── Provided data

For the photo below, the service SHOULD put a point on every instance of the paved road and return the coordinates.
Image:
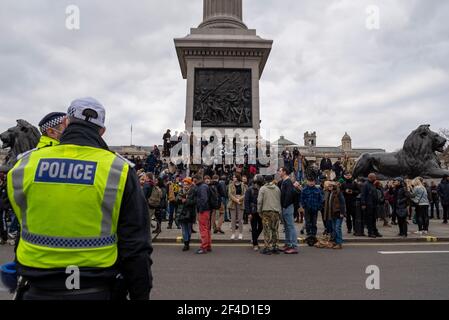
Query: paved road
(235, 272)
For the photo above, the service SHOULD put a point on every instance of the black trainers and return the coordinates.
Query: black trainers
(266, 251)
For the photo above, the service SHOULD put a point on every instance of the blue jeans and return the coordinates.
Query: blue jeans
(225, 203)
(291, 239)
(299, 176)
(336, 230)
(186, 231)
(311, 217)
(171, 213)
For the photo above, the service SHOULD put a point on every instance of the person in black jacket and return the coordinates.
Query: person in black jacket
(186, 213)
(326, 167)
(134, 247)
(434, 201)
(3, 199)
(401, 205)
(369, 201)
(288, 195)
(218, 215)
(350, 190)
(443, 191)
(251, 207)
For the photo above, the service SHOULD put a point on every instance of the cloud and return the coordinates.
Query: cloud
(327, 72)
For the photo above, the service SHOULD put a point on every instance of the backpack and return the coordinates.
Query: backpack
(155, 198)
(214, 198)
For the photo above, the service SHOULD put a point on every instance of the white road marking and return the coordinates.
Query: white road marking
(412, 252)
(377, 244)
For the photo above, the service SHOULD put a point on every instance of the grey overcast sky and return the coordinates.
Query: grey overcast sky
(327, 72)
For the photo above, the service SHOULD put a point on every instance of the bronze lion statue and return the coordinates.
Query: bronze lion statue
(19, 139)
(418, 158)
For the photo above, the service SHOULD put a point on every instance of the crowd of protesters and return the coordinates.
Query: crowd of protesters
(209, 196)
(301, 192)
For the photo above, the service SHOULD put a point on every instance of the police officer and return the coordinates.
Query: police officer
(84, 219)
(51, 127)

────
── Provided data

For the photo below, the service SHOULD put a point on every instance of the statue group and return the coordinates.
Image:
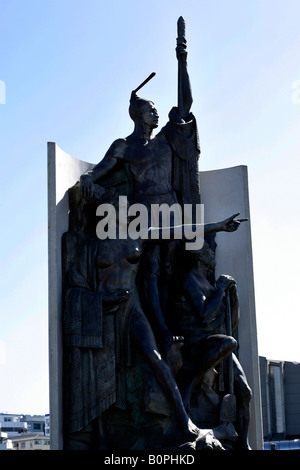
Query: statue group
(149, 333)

────
── Provided data

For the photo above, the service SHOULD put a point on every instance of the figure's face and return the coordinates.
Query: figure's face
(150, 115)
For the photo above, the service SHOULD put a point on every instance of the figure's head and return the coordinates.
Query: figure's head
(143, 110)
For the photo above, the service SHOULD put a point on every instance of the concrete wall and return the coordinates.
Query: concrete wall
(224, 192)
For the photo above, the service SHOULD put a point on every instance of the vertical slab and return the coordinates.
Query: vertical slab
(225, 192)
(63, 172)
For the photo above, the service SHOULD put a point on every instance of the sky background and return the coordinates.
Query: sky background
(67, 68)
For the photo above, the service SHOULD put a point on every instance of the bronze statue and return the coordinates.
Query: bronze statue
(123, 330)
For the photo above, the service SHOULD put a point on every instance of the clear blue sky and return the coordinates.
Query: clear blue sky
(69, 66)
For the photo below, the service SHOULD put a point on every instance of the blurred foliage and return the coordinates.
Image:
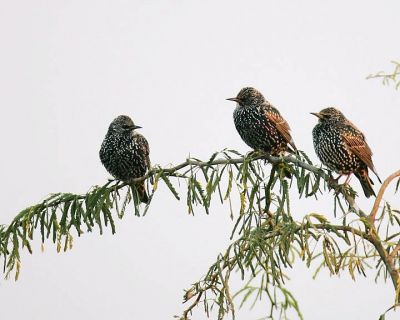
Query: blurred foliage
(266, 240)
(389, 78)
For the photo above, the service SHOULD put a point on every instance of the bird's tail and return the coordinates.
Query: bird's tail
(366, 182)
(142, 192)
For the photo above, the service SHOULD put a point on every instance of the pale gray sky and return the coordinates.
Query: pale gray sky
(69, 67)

────

Aim of the exercise -
Show each line of the material above where "below" occurs.

Written solution -
For the photo below, the service SHOULD put a point on every instance of the paved road and return the coordinates.
For the photo below, the service SHOULD put a point on every instance of the statue group and return the coordinates.
For the photo below, the service SHOULD put a point on every instance of the blurred foliage and return the coordinates.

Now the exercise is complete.